▶ **Quoted passage**
By far Will Smith’s biggest departure from the smart-sassy persona that made him the biggest star on the planet, Seven Pounds is a strange little movie, part puzzle, part love story, part maudlin study
in grief, part odd little indie flick. In outline, it sounds like a miserable Pay It Forward — it’s better than that — but, despite strong moments and interesting visuals, Smith and his Pursuit Of Happyness director Gabriele Muccino never really resolve its various strands into something coherent and satisfying.
Like a morose Pudsey, Thomas’ (Smith) plan is to help seven strangers in need, so we see a somnambulistic Smith wander round hospital wards, fend off his distant brother, build relationships — particularly with Woody Harrelson’s blind pianist, Elpidia Carrillo’s battered mother and Rosario Dawson’s cardiac victim — all the while having the odd flashback to The Terrible Tragedy that has caused his emotional ennui. Taking a march from The Diving Bell And The Butterfly, Muccino reflects Thomas’ emotional narcolepsy through dreamy, airy images, all bizarre compositions, rampant overexposure and sloppy focus. But the first half is confused rather than intriguing, and while you sense it will all prove important later, it fails to really engage and illuminate.

▶ **Exercise aim**
Continue the review of Seven Pounds from where it stops. The lines listed after this have nothing to do with what is asked here.

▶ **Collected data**
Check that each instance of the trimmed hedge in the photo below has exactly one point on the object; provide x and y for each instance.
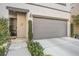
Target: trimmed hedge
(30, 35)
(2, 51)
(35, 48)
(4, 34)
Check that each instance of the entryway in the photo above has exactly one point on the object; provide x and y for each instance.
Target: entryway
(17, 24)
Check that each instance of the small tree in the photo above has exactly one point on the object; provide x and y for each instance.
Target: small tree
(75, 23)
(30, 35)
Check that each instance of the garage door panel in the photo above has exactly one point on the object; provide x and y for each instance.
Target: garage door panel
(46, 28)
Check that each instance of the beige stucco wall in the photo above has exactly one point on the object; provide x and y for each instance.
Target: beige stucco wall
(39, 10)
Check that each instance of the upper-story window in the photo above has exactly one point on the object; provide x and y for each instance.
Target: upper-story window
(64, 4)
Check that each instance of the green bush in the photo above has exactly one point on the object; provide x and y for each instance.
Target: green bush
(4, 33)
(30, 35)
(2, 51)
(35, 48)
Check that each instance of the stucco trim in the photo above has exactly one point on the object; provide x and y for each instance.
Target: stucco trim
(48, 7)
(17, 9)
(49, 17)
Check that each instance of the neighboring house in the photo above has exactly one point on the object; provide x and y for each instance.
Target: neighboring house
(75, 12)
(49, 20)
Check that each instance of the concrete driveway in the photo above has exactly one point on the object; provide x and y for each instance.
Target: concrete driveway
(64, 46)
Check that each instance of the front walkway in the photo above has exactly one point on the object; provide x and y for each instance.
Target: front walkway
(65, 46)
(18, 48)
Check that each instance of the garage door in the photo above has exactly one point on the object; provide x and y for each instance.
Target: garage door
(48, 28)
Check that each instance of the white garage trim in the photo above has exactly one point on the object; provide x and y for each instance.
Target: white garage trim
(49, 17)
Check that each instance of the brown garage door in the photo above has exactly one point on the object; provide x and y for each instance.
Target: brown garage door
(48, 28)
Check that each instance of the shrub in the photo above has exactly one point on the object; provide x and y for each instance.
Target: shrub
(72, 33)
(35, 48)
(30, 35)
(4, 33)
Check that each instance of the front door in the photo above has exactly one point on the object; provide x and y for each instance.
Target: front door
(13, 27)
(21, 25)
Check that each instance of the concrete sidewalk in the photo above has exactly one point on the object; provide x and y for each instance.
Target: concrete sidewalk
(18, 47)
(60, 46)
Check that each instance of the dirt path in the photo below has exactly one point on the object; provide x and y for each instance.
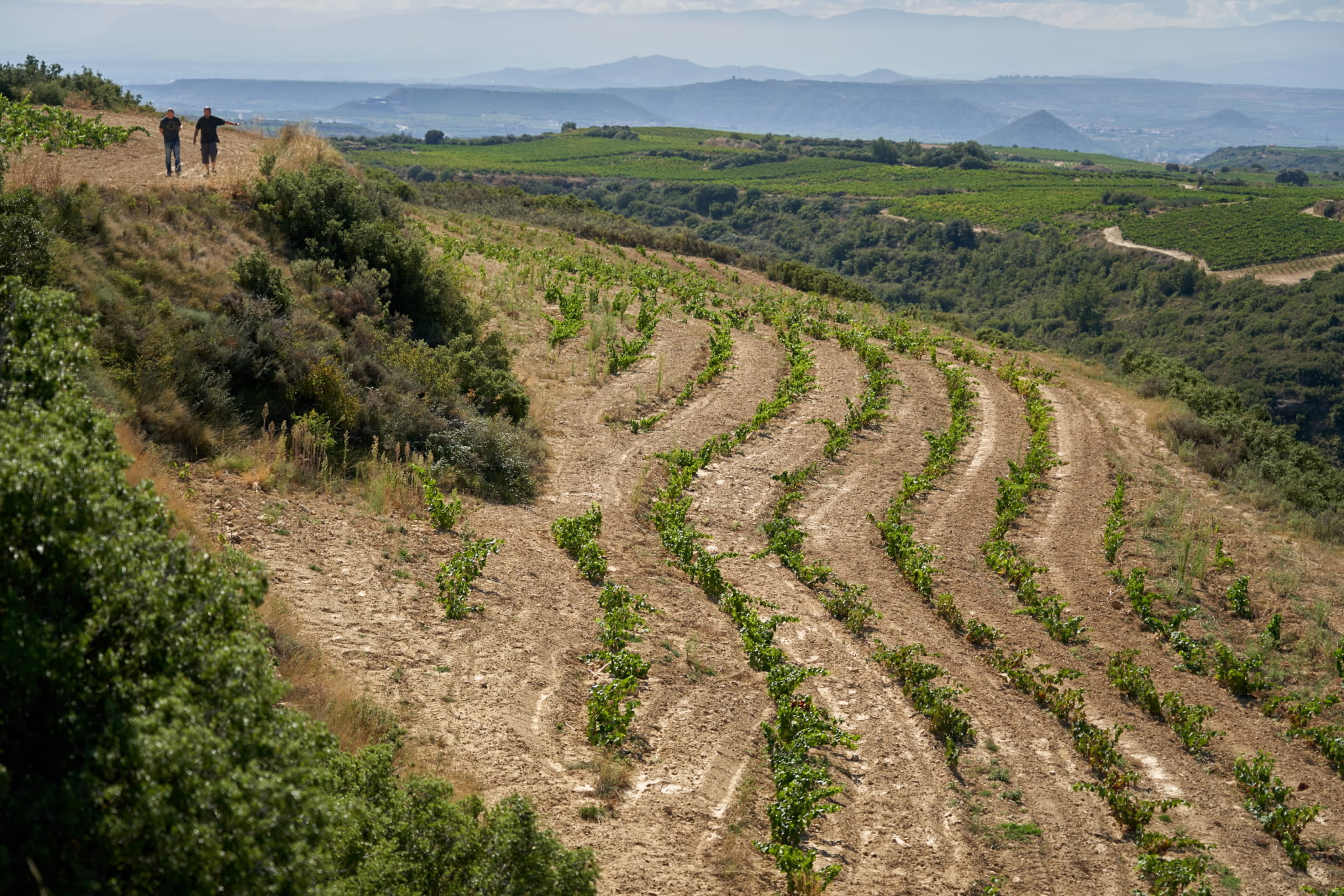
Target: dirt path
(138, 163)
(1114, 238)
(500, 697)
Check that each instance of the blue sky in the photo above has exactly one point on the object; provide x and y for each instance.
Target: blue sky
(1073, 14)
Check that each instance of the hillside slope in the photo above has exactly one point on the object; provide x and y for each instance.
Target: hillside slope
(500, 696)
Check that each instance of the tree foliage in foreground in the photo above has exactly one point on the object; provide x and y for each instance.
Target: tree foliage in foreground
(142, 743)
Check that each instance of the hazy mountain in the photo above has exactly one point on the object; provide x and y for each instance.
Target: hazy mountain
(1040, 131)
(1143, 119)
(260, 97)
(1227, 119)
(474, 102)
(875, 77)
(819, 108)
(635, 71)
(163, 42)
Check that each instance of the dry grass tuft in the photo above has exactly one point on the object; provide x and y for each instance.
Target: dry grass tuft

▶ **Response to the task**
Smith is in serious mode, stitching together elements from previous roles: the everyman with normal problems (The Pursuit Of Happyness); the stranger who shakes up people’s lives (Six Degrees Of Separation, Hitch), the tortured misanthrope (Hancock). But unusually for Smith, he can’t give you a way into the character, striking a note of befuddled melancholy without ever making you feel Ben’s pain. However, as he begins to emerge from his stupor through his relationship with Emily (Dawson on good form), the film moves into more conventional territory. This is some of the nicest stuff, and you can see Smith visibly relax.
How Thomas’ masterplan reveals and resolves itself aims to be cathartic and moving, but the first half of the movie hasn’t earned the investment needed for the big emotional finish. It’s a movie that wants to say Big Things about guilt, penance and redemption, but unfortunately can’t muster the insight.